[The task]
Please report every line in the data below that contains the word "hawk", copying each such line in full.

----------

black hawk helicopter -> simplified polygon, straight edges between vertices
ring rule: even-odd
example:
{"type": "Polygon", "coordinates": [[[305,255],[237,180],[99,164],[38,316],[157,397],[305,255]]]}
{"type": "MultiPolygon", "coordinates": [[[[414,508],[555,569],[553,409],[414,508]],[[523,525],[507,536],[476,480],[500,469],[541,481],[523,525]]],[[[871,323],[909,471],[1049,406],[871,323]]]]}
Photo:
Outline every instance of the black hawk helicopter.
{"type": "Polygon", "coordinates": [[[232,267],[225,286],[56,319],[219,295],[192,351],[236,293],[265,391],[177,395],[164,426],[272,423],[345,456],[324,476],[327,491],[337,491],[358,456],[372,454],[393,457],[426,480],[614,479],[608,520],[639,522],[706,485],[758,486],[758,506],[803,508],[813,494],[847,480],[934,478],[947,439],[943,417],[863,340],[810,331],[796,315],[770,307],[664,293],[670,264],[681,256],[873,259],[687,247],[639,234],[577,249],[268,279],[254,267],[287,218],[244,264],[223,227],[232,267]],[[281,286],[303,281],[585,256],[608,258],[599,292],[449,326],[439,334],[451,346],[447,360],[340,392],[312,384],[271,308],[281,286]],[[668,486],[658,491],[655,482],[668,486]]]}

----------

[Response for this exercise]
black hawk helicopter -> simplified polygon, straight edges between vertices
Outline every instance of the black hawk helicopter.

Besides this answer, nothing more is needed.